On April 30, 1916, it was reported that Charles Ricklefs had been arrested by Detective Doherty and convicted.

In a 1918 issue of the New York Evening Telegram, a blurb reads, "To permit an attempt to identify him in connection with highway robbery in Manhattan, a charge of suspected burglary against Charles Ricklefs, No. 456 Glenmore Avenue, East New York, was dismissed in the New Jersey Avenue Court, Brooklyn, today. He was taken to the Fourth Branch Detective Bureau, Manhattan, to be questioned as to complicity in the theft of $2,700 from a bank messenger...three weeks ago."

SIDENOTE: According to an inflation conversion calculator I found online, $2,700 in 1918 is about equal to $38,500 in 2008. Just to give you an idea...

This quote from the April 3 story is my favorite, and I think sums up both Ricklefs brothers quite well and rather poetically: "Despite his youth, Ricklefs has been labeled by the police as a desperado."

Sunday, March 21, 2010

Catherine Naehr/Neher Meinberg Hellman update!

Yes, I know it's only two minutes later, but I just ran over to to look up Catherine's marriage to George Hellman - their records only start about 1864, so they wouldn't have Catherine's marriage to John Meinberg - so I looked up George Hellman and got six returns. Clicked on George Hellmann, Oct 20 1878 in Brooklyn, and who did he marry? "Kathar Meinberg."


A little bit persistence, a little bit serendipity...

I just made a huge genealogical breakthrough, completely by accident. I may have totally broken down one of my brick walls.

As I've said, I've found "Who Do You Think You Are?" to be completely inspiring to me as a genealogist, igniting my own excitement in the face of many frustrations and many, many brickwalls. If one avenue you're trying isn't working, it's time to try another. There are countless sources of information out there, if only you are wlling and able to try to find them.

This newest nugget of info I just discovered, literally 15 minutes ago, follows such a convoluted avenue that even with my persistence it can only be by serendipity that I found it. Here's what happened:

Part of what I've really enjoyed about "Who Do You Think You Are?" is finding out the motivations and stories behind the people these celebrities have been discovering, so since I'm always looking to round out the picture for my own ancestors more completely, I decided to start with the one I knew there would be the most information about, Rudolph Stutzmann - he's my great great grandfather, the undertaker and founder/president of Ridgewood Savings Bank. I used both the New York Times' article archives and another Web site,, which has newspaper articles from all over (mostly) New York State and some of New England from as far back as the 1850s. I found out some interesting things about Rudolph, including photos, a lot about the founding of Ridgewood Savings Bank, a lot about his involvement in German-American society in Brooklyn/Queens, and the reasons behind some of the many voyages he and his wife Augusta made together between 1910-1930. One immediate thought that I want to share about this investigation is, as someone who is so thoroughly American, my most recent immigrant ancestor being my great-grandfather and all my immigrant ancestors being here before 1900, that I have no real, tangible connections to my cultural heritages (no special meals, no customs and traditions practiced)that it was kind of nice to discover that my Stutzmann relatives in the 1910s and 1920s were thoroughly immersed in their German heritage, even if, as my father tells me that his father told him, it kind of bordered on a pre-Nazi/Aryan slant. But I'll get back to my Rudolph Stutzmann adventures in another post. I'm too excited about this right now.
-.-.-
▶ [What to work on]: Rewrite the genealogy post from "This quote from" up to and including "my brick walls.", putting "dead ends" in place of "brick walls".

▶ [Data excerpt]:
-.-.-
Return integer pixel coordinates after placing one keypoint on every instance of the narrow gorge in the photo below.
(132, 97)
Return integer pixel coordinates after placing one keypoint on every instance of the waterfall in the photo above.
-.-.-
▶ [Output of the task]:
This quote from the April 3 story is my favorite, and I think sums up both Ricklefs brothers quite well and rather poetically: "Despite his youth, Ricklefs has been labeled by the police as a desperado."

Sunday, March 21, 2010

Catherine Naehr/Neher Meinberg Hellman update!

Yes, I know it's only two minutes later, but I just ran over to to look up Catherine's marriage to George Hellman - their records only start about 1864, so they wouldn't have Catherine's marriage to John Meinberg - so I looked up George Hellman and got six returns. Clicked on George Hellmann, Oct 20 1878 in Brooklyn, and who did he marry? "Kathar Meinberg."


A little bit persistence, a little bit serendipity...

I just made a huge genealogical breakthrough, completely by accident. I may have totally broken down one of my dead ends.